[START OF Input]

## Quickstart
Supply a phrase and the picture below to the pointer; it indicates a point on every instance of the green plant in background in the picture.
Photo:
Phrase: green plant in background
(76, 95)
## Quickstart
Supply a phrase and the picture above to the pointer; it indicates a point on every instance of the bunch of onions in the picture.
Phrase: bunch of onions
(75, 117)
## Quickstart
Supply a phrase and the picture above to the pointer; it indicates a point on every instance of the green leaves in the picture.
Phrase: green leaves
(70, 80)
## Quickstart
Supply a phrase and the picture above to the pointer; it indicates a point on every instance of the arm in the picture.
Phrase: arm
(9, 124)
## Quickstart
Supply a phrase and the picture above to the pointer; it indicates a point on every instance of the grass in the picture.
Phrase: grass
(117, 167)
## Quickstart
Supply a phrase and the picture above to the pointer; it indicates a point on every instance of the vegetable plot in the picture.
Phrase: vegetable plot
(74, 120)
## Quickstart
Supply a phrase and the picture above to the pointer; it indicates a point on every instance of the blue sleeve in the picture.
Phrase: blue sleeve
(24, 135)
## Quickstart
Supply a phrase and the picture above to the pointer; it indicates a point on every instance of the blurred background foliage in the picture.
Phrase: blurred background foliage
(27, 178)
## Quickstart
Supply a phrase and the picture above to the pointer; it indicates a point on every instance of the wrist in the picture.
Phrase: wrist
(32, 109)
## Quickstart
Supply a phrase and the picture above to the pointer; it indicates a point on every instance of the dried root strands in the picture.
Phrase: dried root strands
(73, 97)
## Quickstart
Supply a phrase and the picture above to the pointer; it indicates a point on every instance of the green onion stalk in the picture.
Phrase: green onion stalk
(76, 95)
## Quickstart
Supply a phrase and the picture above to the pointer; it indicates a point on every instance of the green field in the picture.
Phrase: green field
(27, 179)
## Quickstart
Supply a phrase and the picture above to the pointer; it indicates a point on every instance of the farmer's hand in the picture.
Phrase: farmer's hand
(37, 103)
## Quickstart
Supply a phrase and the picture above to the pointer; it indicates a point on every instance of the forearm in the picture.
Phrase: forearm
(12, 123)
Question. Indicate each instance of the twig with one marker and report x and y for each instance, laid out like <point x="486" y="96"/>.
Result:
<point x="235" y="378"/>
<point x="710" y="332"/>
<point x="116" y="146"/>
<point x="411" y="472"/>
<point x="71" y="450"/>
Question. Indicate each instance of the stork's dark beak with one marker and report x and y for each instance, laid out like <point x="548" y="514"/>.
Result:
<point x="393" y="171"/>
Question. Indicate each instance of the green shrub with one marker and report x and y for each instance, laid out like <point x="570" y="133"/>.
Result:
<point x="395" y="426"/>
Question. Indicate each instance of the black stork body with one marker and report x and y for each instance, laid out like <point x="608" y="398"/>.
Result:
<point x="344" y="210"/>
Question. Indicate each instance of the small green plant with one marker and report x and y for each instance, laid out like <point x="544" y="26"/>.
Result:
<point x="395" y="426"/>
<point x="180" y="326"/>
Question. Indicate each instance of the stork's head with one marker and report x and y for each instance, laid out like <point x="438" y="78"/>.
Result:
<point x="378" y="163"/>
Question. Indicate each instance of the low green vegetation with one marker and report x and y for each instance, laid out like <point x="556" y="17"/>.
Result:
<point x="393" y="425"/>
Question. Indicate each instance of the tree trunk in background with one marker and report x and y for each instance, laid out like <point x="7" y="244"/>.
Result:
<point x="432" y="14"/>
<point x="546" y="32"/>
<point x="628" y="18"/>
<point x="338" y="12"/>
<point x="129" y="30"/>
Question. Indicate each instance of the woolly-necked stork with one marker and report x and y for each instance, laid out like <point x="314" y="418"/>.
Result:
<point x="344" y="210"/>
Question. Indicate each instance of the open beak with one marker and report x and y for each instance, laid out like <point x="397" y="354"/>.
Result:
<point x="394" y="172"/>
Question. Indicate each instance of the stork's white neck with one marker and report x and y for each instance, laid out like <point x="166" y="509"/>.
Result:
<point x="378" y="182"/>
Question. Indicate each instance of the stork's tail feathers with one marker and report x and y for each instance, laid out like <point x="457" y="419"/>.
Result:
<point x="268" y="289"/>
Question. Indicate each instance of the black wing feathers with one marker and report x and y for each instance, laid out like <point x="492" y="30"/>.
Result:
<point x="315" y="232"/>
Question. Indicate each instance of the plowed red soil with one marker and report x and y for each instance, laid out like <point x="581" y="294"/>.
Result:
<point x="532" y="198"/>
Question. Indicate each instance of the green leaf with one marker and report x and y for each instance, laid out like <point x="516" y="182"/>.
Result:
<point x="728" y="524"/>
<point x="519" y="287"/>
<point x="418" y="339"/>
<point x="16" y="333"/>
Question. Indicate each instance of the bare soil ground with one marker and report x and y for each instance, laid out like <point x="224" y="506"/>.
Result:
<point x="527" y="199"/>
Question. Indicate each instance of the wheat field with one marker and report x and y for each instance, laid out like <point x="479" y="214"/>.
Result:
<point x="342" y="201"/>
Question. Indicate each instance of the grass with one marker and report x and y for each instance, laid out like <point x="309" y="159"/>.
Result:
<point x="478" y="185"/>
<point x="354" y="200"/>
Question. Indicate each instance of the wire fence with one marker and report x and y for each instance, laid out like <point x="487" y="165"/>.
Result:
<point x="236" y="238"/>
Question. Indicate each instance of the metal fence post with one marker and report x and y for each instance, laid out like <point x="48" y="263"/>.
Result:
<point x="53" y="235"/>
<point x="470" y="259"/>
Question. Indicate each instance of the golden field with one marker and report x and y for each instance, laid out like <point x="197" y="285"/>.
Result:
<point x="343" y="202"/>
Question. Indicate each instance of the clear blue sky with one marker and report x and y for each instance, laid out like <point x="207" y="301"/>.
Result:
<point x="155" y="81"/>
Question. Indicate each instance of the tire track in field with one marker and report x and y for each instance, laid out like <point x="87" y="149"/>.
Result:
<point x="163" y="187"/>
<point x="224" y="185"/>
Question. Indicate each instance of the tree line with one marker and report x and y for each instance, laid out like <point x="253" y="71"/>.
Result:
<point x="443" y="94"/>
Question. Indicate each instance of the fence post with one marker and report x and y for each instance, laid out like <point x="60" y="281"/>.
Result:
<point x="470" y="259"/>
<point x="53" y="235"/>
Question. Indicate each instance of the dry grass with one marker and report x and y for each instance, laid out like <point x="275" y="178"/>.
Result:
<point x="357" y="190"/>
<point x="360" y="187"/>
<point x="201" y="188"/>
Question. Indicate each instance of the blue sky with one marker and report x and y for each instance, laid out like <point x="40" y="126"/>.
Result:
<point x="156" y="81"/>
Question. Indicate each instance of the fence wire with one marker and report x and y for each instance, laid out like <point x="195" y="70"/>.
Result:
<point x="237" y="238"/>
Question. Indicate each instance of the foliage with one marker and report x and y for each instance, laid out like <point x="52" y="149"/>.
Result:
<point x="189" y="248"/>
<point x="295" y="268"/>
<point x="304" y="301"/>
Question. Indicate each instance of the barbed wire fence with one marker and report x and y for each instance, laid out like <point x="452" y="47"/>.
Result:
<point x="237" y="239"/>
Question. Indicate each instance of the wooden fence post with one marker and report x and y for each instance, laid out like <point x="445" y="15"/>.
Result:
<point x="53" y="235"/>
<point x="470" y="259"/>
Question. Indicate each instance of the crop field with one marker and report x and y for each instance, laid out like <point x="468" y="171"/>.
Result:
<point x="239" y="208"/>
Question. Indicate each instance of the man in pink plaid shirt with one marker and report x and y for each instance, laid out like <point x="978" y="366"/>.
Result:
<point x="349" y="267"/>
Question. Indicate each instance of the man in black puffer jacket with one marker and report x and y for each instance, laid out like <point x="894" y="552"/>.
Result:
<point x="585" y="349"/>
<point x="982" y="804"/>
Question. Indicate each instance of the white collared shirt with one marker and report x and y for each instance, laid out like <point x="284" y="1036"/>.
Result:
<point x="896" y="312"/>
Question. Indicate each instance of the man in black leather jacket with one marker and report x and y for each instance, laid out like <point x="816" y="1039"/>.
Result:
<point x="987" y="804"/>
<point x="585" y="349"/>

[END OF Input]

* **Goal**: Recast the listing, from the line containing "Question. Indicate each instance of the wooden" through the last line of the listing, as a Markdown table with the columns Row and Listing line, numbering each row and leaving out blank lines.

* **Output**:
| Row | Listing line |
|---|---|
| 1 | Question. Indicate each instance of the wooden fence post with one marker and report x and y for each instance, laid out like <point x="445" y="15"/>. |
| 2 | Result: |
| 3 | <point x="53" y="235"/> |
| 4 | <point x="470" y="259"/> |
| 5 | Question. Indicate each instance of the crop field with one marker and report x and y for each instance, laid out like <point x="468" y="171"/>. |
| 6 | Result: |
| 7 | <point x="239" y="208"/> |
| 8 | Question. Indicate each instance of the man in pink plaid shirt with one marker and report x and y for each instance, laid out like <point x="978" y="366"/>. |
| 9 | Result: |
| 10 | <point x="349" y="267"/> |
| 11 | Question. Indicate each instance of the man in black puffer jacket with one marker and report x and y for each instance, laid out like <point x="894" y="552"/>. |
| 12 | Result: |
| 13 | <point x="585" y="349"/> |
| 14 | <point x="982" y="804"/> |
| 15 | Question. Indicate each instance of the white collared shirt with one marker and report x and y for each instance, laid out like <point x="284" y="1036"/>. |
| 16 | Result: |
| 17 | <point x="896" y="312"/> |
| 18 | Question. Indicate each instance of the man in black leather jacket with one marker and report x and y for each instance, laid out like <point x="816" y="1039"/>. |
| 19 | Result: |
| 20 | <point x="987" y="804"/> |
| 21 | <point x="585" y="349"/> |